▶ [Exercise objective]
The result should be every line that contains the word "target", taken from the material.

▶ [Records supplied]

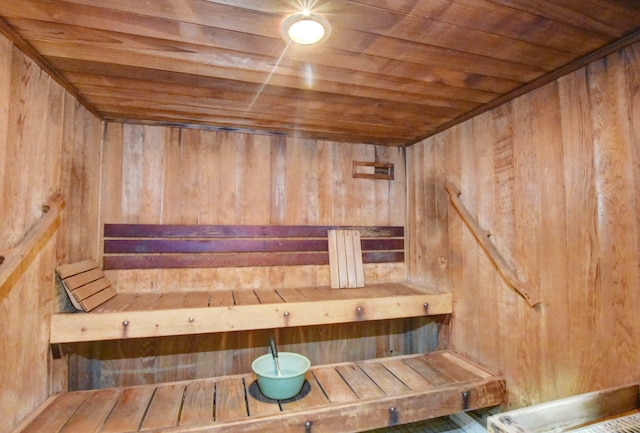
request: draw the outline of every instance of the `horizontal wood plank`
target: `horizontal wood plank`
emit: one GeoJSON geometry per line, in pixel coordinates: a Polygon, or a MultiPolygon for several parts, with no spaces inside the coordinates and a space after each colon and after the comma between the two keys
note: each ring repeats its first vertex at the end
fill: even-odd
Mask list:
{"type": "MultiPolygon", "coordinates": [[[[327,251],[323,239],[106,239],[105,254],[327,251]]],[[[402,250],[403,239],[363,239],[362,250],[402,250]]]]}
{"type": "MultiPolygon", "coordinates": [[[[329,253],[221,253],[105,256],[104,269],[328,265],[329,253]]],[[[404,252],[363,252],[363,263],[402,263],[404,252]]]]}
{"type": "Polygon", "coordinates": [[[105,224],[105,238],[326,238],[327,230],[359,230],[362,237],[402,237],[402,226],[105,224]]]}

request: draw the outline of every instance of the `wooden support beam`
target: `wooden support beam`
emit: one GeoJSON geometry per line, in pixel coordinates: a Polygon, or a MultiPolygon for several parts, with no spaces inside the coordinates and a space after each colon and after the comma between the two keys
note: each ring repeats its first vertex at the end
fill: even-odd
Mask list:
{"type": "Polygon", "coordinates": [[[498,272],[504,280],[516,291],[531,307],[535,307],[540,303],[538,288],[533,284],[522,281],[518,278],[516,272],[509,266],[507,261],[502,257],[493,242],[489,240],[490,233],[484,230],[478,221],[471,215],[471,212],[464,206],[460,200],[460,191],[451,183],[447,182],[445,189],[449,193],[453,207],[462,217],[462,221],[467,225],[471,234],[476,238],[489,260],[497,268],[498,272]]]}
{"type": "Polygon", "coordinates": [[[16,281],[29,268],[60,225],[60,212],[64,198],[52,194],[42,206],[42,217],[31,227],[26,236],[13,248],[0,256],[0,301],[11,291],[16,281]]]}

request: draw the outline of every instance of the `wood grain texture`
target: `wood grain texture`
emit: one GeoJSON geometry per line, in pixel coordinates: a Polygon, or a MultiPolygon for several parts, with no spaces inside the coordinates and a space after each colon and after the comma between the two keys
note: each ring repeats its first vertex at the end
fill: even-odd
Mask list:
{"type": "MultiPolygon", "coordinates": [[[[102,224],[114,222],[404,226],[404,155],[393,148],[108,123],[101,155],[99,221],[92,227],[97,230],[93,236],[100,237],[102,224]],[[151,153],[146,154],[147,150],[151,153]],[[376,158],[394,163],[396,180],[351,177],[352,160],[376,158]]],[[[367,242],[366,236],[363,240],[367,242]]],[[[372,284],[405,278],[403,263],[366,264],[364,270],[366,281],[372,284]]],[[[269,288],[329,281],[326,265],[106,273],[119,293],[197,290],[210,293],[212,305],[232,305],[232,298],[227,302],[221,298],[225,293],[230,296],[229,288],[249,289],[260,296],[260,291],[269,288]]],[[[137,305],[152,308],[145,302],[140,298],[137,305]]],[[[312,354],[316,361],[360,360],[436,347],[434,322],[407,320],[383,321],[371,330],[365,330],[365,325],[349,329],[328,325],[321,337],[312,334],[318,332],[315,327],[279,333],[286,336],[290,347],[312,354]],[[334,339],[329,343],[331,350],[326,351],[321,342],[334,339]],[[359,341],[359,347],[347,345],[349,339],[359,341]]],[[[139,346],[86,343],[74,347],[70,355],[73,388],[246,371],[268,340],[265,332],[216,334],[215,341],[205,336],[163,337],[139,346]]]]}
{"type": "MultiPolygon", "coordinates": [[[[100,122],[95,118],[92,122],[82,107],[77,117],[71,114],[67,105],[71,99],[63,89],[4,37],[0,37],[0,75],[0,250],[6,253],[42,217],[42,205],[52,193],[69,197],[61,181],[69,174],[62,168],[65,137],[100,122]]],[[[67,226],[69,204],[66,201],[59,215],[58,230],[38,247],[11,292],[0,300],[3,433],[12,431],[51,393],[66,389],[67,366],[64,360],[50,358],[46,323],[57,309],[53,269],[64,251],[59,235],[67,226]]]]}
{"type": "MultiPolygon", "coordinates": [[[[246,221],[255,225],[403,226],[406,211],[397,204],[404,202],[404,177],[394,181],[351,178],[352,160],[371,160],[377,149],[358,144],[108,124],[100,223],[171,225],[187,221],[234,225],[246,221]],[[161,146],[158,142],[166,144],[161,146]],[[317,151],[318,146],[321,151],[317,151]],[[255,176],[262,180],[256,182],[255,176]],[[386,187],[372,188],[377,182],[384,182],[386,187]]],[[[382,155],[396,167],[404,165],[401,152],[385,151],[382,155]]],[[[371,282],[403,279],[402,268],[367,265],[365,277],[371,282]]],[[[286,273],[278,266],[188,274],[124,270],[109,271],[107,276],[123,293],[238,285],[255,289],[265,282],[273,287],[301,287],[328,281],[329,270],[325,265],[286,273]]]]}
{"type": "MultiPolygon", "coordinates": [[[[446,178],[410,166],[409,197],[461,186],[468,207],[541,305],[518,305],[449,209],[451,345],[505,372],[506,407],[617,386],[637,374],[637,44],[409,149],[440,152],[446,178]],[[440,143],[447,143],[443,148],[440,143]]],[[[430,205],[430,206],[433,206],[430,205]]],[[[411,217],[410,251],[426,251],[432,212],[411,217]]],[[[415,256],[414,256],[415,257],[415,256]]],[[[410,262],[410,275],[436,270],[410,262]]],[[[523,304],[520,302],[520,304],[523,304]]]]}
{"type": "MultiPolygon", "coordinates": [[[[128,431],[297,431],[302,428],[308,430],[311,425],[314,431],[319,432],[355,433],[439,417],[462,409],[493,406],[501,401],[504,380],[499,375],[480,370],[455,354],[436,352],[394,357],[392,362],[411,370],[409,365],[429,365],[432,357],[436,358],[434,366],[426,374],[439,375],[443,380],[427,388],[421,386],[420,380],[403,383],[406,376],[397,377],[388,372],[369,376],[365,373],[386,371],[384,364],[390,358],[382,358],[359,363],[312,366],[301,392],[294,398],[280,401],[270,400],[261,393],[253,373],[172,384],[64,393],[18,432],[52,431],[43,422],[48,417],[52,418],[53,431],[58,431],[56,427],[64,424],[65,420],[64,431],[67,426],[73,426],[94,433],[99,431],[103,421],[109,427],[108,431],[113,431],[112,427],[118,422],[111,422],[111,416],[105,420],[105,415],[120,420],[123,413],[129,412],[138,419],[141,403],[145,400],[148,407],[139,426],[128,431]],[[452,370],[456,374],[451,375],[452,370]],[[378,378],[384,379],[377,383],[378,378]],[[121,395],[132,393],[152,395],[152,398],[129,402],[121,398],[121,395]],[[465,393],[467,397],[463,397],[465,393]],[[117,402],[116,408],[110,412],[114,402],[117,402]],[[91,409],[96,411],[95,416],[87,416],[91,409]],[[194,409],[200,414],[197,420],[193,418],[194,409]]],[[[417,377],[428,381],[422,372],[412,371],[417,377]]]]}
{"type": "Polygon", "coordinates": [[[383,146],[411,145],[640,39],[633,2],[313,6],[333,29],[315,46],[283,40],[281,23],[299,10],[280,1],[6,0],[0,31],[109,121],[383,146]]]}

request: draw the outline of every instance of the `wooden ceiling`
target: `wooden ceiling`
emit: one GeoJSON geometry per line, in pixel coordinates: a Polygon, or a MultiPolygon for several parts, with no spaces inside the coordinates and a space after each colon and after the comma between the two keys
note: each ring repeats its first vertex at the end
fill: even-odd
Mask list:
{"type": "Polygon", "coordinates": [[[390,146],[640,40],[638,0],[1,0],[0,16],[103,119],[390,146]],[[331,37],[287,45],[305,1],[331,37]]]}

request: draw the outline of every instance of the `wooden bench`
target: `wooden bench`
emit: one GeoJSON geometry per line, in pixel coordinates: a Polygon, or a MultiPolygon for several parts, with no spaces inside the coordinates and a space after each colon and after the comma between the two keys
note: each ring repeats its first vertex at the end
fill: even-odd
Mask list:
{"type": "Polygon", "coordinates": [[[264,397],[253,374],[51,397],[16,433],[348,433],[495,406],[504,381],[454,353],[314,366],[302,392],[264,397]]]}
{"type": "MultiPolygon", "coordinates": [[[[104,269],[325,266],[328,231],[357,230],[362,262],[403,271],[403,227],[107,224],[104,269]]],[[[394,271],[394,275],[397,274],[394,271]]],[[[451,293],[407,281],[331,289],[223,288],[118,293],[91,312],[54,314],[52,344],[450,314],[451,293]]]]}
{"type": "MultiPolygon", "coordinates": [[[[200,272],[245,266],[252,267],[251,274],[264,276],[269,272],[256,269],[311,266],[326,282],[308,287],[272,287],[270,282],[267,287],[215,290],[125,290],[112,296],[109,279],[92,264],[84,271],[92,273],[92,282],[67,287],[75,298],[76,290],[92,284],[90,295],[78,292],[76,299],[79,307],[91,311],[54,314],[54,346],[452,312],[451,293],[388,278],[404,277],[402,227],[106,225],[103,266],[118,278],[153,269],[200,272]],[[355,251],[349,254],[361,254],[362,263],[341,282],[327,268],[331,261],[349,257],[331,257],[328,233],[345,229],[358,231],[355,238],[361,241],[351,247],[347,242],[345,248],[355,251]],[[360,271],[364,287],[331,288],[361,285],[360,271]],[[349,282],[352,276],[355,282],[349,282]],[[387,281],[379,281],[385,277],[387,281]],[[88,296],[102,290],[107,292],[91,302],[88,296]]],[[[346,265],[347,274],[350,266],[346,265]]],[[[69,265],[59,270],[60,277],[73,278],[81,267],[69,265]]],[[[504,392],[502,377],[444,351],[314,365],[303,391],[287,401],[264,397],[253,373],[63,393],[45,402],[17,432],[360,432],[495,406],[504,392]]]]}

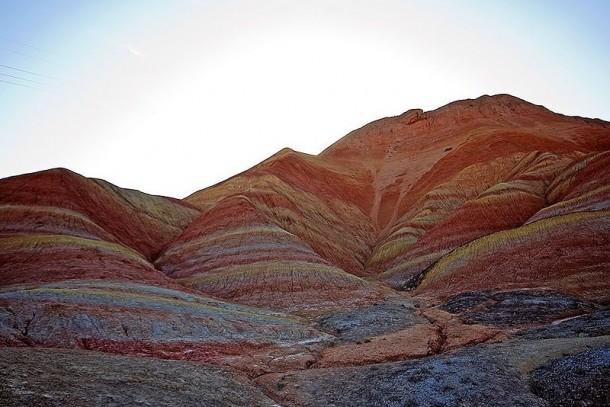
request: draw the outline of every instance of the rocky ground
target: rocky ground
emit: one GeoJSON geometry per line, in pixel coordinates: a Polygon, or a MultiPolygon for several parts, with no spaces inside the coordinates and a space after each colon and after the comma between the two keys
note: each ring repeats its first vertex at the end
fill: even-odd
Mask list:
{"type": "Polygon", "coordinates": [[[243,377],[202,363],[82,350],[0,349],[3,406],[274,406],[243,377]]]}
{"type": "Polygon", "coordinates": [[[226,354],[223,368],[219,359],[210,365],[150,354],[5,347],[0,405],[610,403],[610,310],[548,291],[460,295],[430,308],[420,300],[394,299],[323,316],[315,323],[328,334],[321,342],[250,360],[263,366],[258,369],[226,354]],[[486,307],[480,307],[482,299],[486,307]],[[507,324],[507,315],[519,318],[507,324]],[[495,335],[489,337],[489,330],[495,335]]]}

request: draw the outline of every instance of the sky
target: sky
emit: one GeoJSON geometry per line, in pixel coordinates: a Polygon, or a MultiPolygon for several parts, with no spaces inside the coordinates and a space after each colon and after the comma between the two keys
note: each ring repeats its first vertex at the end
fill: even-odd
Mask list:
{"type": "Polygon", "coordinates": [[[510,93],[610,120],[610,1],[0,0],[0,177],[174,197],[510,93]]]}

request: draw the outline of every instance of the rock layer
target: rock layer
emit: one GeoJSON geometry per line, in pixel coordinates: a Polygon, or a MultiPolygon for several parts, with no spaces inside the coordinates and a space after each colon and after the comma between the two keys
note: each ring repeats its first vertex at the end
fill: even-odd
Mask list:
{"type": "Polygon", "coordinates": [[[0,403],[604,405],[609,222],[610,123],[509,95],[182,200],[6,178],[0,403]]]}

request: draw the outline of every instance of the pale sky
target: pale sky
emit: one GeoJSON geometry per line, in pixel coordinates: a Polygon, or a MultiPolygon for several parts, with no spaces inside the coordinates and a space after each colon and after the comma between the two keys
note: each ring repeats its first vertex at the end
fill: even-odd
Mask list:
{"type": "Polygon", "coordinates": [[[184,197],[482,94],[610,120],[608,21],[608,1],[0,0],[0,177],[184,197]]]}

▶ [Output of the exercise]
target: `horizontal wood plank`
target: `wooden support beam`
target: `wood grain texture`
target: `wooden ceiling`
target: `wooden bench`
target: rocky ground
target: sky
target: rock layer
target: pale sky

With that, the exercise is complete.